ЗАДАНИЕ 1: Пожалуйста, выведите без изменений часть отрывка о поэтах и рок-музыкантах: от слов «С точки зрения» до слов «больше, чем поющих.» включительно.
··· ОТРЫВОК
С точки зрения Лотмана, слушать и понимать песню проще, чем читать стихи, поскольку песня — это вообще первый шаг к эстетическому освоению действительности словом. И естественно, слушающих будет несравнимо больше, чем читающих. Но эта статистика касается только сиюминутной непосредственной реакции. Если количество знающих стихи и знающих песни рассматривать на больших временнбых отрезках — полвека, век и больше, то ситуация резко меняется в сторону как раз пишущих поэтов. Их знают больше, чем поющих.
Нынешние поющие не «комплексуют», потому что статус поэта ниже статуса любого рок-музыканта. Я уже не говорю о лидер-вокалистах — а ведь именно они, как правило, пишут тексты, но и последний барабанщик группы «Отставная коза» чувствует себя на голову выше, чем самый знаменитый поэт. Это выражается и в деньгах, которые зарабатывают те и другие — совершенно несопоставимых, и в известности. Для сегодняшнего рок-музыканта поэт — маргинальная личность, существующая где-то на окраине культурного процесса — в глубинах времени и пространства: Пушкин — в XIX веке, Бродский — в далекой Америке и тоже в прошлом. Этим список поэтов исчерпывается. Остальное — отстой. Зачем прилагать какие-то усилия для создания долговечного поэтического текста? Чем это будет оплачено? Благодарностью потомков? Да пошли они... Живи быстро — умри молодым.
······
ЗАДАНИЕ 2: Подсчитайте строки перечня ниже, в которых встречается слово «horse». В ответе укажите только число.
··· ИЗВЛЕЧЁННЫЕ ЗАПИСИ
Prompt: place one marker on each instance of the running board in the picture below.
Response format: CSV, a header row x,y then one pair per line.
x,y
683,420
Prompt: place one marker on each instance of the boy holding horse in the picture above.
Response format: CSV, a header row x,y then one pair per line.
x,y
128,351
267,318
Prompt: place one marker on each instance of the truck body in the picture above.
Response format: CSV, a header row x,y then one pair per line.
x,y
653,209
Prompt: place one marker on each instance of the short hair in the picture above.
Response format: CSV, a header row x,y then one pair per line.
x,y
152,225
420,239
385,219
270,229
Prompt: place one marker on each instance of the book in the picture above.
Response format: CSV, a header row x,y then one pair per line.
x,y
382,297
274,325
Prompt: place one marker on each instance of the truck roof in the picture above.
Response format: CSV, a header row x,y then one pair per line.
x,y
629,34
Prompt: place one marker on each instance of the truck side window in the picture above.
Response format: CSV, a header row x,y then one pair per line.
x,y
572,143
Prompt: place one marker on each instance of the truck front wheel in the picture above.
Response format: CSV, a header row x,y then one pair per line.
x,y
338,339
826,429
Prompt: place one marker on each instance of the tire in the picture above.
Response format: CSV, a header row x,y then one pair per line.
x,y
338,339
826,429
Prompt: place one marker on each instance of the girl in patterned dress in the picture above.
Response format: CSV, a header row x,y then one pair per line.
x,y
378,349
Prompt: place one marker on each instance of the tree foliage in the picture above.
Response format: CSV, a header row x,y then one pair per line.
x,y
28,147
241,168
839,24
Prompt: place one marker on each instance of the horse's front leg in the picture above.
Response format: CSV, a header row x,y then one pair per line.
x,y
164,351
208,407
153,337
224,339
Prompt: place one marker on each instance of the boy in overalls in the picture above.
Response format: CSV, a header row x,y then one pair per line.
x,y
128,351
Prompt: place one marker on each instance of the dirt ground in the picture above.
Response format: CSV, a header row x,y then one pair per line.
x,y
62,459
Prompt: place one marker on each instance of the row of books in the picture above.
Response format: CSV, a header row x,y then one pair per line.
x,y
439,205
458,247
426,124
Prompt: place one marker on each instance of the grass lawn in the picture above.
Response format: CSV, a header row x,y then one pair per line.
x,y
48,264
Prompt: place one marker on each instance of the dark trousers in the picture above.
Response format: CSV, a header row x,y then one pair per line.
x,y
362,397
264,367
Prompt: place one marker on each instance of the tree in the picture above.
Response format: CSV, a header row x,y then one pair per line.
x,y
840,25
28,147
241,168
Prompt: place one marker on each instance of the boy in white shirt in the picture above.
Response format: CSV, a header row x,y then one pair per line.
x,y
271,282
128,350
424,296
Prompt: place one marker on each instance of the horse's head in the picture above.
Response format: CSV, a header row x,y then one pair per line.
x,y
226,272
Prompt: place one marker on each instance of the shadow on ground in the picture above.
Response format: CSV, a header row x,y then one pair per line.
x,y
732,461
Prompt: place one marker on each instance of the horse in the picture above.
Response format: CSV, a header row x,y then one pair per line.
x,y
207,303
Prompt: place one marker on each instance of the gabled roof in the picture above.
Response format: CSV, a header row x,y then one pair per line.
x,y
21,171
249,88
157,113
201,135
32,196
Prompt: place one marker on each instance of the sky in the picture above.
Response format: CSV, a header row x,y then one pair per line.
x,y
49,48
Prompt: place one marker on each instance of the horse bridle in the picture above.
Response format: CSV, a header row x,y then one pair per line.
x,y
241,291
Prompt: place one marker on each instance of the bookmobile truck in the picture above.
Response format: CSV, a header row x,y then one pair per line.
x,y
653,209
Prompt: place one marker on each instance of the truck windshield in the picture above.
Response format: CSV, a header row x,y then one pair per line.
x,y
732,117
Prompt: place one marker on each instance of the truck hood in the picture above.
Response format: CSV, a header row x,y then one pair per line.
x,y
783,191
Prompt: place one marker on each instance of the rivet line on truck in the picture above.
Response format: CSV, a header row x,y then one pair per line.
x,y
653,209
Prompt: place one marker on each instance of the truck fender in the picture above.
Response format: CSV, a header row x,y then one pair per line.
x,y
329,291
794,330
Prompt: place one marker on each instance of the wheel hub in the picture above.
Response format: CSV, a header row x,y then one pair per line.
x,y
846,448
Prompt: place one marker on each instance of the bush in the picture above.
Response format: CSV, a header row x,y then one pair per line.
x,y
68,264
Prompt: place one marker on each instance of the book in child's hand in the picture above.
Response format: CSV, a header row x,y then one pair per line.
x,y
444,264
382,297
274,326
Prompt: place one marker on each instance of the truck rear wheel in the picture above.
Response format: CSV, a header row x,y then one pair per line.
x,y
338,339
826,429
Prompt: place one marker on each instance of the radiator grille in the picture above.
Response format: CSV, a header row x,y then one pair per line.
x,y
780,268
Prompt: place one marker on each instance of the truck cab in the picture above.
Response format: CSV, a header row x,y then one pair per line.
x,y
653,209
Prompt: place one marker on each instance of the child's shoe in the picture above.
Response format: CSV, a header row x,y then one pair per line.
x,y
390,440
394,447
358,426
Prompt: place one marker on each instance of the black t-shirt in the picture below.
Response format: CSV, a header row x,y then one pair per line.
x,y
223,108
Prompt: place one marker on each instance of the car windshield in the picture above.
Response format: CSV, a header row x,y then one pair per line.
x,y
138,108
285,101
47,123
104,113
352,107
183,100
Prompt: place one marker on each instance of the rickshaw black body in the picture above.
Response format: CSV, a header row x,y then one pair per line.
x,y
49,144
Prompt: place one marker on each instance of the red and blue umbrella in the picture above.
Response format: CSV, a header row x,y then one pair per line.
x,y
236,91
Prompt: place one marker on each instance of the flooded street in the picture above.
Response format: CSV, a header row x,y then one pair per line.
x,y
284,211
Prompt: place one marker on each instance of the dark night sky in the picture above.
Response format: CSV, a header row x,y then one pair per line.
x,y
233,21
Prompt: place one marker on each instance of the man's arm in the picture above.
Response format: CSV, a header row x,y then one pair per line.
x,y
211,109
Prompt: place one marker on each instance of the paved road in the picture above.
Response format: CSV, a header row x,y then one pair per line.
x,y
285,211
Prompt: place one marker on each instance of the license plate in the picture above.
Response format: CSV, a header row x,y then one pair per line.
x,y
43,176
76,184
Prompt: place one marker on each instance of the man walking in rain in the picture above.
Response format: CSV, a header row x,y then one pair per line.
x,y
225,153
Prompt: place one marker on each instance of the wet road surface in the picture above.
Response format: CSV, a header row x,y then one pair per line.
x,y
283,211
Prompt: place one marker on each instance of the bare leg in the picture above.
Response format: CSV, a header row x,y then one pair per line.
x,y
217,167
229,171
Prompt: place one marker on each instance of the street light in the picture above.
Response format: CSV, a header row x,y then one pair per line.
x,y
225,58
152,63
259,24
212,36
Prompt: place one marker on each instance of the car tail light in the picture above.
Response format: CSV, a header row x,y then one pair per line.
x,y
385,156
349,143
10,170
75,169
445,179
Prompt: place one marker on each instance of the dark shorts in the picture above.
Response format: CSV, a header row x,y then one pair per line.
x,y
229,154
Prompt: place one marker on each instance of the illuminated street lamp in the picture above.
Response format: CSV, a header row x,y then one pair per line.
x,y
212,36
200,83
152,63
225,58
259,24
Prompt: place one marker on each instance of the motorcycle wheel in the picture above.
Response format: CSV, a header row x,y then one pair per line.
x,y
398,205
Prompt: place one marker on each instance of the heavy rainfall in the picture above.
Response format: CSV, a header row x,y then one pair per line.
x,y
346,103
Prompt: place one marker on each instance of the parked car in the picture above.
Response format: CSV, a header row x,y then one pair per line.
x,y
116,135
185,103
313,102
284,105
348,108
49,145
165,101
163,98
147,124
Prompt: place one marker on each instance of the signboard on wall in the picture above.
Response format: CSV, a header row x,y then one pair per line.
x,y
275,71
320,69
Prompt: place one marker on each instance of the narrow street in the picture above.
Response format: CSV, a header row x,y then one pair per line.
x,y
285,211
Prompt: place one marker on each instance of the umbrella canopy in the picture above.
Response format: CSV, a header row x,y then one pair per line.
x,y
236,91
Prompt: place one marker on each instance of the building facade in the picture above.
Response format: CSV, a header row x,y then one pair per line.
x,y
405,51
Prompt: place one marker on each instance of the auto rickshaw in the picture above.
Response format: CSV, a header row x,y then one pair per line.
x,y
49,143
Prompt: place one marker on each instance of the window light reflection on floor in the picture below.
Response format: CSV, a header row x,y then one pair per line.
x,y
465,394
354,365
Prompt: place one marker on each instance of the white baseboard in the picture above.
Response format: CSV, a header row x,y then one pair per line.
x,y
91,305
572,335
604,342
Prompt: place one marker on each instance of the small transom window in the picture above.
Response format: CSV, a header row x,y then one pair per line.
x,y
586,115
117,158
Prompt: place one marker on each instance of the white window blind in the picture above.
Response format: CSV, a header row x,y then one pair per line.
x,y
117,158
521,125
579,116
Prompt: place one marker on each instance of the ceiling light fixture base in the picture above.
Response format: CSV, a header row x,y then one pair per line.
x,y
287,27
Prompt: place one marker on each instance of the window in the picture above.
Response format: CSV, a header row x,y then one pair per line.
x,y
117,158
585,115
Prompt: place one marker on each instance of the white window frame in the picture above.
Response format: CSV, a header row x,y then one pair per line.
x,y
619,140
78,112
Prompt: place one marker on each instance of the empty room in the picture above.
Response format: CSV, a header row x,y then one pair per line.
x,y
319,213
······
ОЖИДАЕМЫЙ РЕЗУЛЬТАТ 1:
С точки зрения Лотмана, слушать и понимать песню проще, чем читать стихи, поскольку песня — это вообще первый шаг к эстетическому освоению действительности словом. И естественно, слушающих будет несравнимо больше, чем читающих. Но эта статистика касается только сиюминутной непосредственной реакции. Если количество знающих стихи и знающих песни рассматривать на больших временнбых отрезках — полвека, век и больше, то ситуация резко меняется в сторону как раз пишущих поэтов. Их знают больше, чем поющих.

ОЖИДАЕМЫЙ РЕЗУЛЬТАТ 2: 5